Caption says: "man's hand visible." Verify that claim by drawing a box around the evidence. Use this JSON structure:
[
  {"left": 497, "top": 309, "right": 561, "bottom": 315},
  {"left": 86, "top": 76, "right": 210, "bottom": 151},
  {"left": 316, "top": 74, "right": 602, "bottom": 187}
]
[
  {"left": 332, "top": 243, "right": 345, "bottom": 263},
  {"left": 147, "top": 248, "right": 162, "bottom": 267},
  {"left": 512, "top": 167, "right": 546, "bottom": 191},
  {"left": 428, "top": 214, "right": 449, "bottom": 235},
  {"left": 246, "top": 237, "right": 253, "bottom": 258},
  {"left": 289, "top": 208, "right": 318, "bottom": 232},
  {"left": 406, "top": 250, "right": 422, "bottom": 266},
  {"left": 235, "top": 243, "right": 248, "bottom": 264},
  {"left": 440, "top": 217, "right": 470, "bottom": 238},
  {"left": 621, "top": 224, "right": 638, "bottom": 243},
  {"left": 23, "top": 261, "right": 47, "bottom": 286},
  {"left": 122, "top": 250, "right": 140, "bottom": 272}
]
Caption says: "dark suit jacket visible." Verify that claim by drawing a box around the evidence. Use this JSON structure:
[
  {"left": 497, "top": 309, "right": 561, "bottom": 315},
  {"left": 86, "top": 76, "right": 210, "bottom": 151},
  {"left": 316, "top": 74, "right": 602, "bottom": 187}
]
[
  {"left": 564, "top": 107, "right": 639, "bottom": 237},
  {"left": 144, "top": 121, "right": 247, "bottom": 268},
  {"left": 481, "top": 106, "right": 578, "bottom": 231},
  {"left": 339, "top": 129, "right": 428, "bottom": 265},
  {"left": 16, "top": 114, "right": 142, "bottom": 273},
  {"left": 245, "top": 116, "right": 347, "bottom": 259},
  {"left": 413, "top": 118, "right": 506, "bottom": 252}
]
###
**The request**
Which lines in the rows above contain the string "says"? Copy out every one of them.

**Response for this exercise**
Caption says: "man's hand visible." Verify that claim by drawing a box around the evidence. Use this JSON structure:
Caption says: "dark suit jacket visible." Verify that claim by drawing a box around the evidence. Use this JSON structure:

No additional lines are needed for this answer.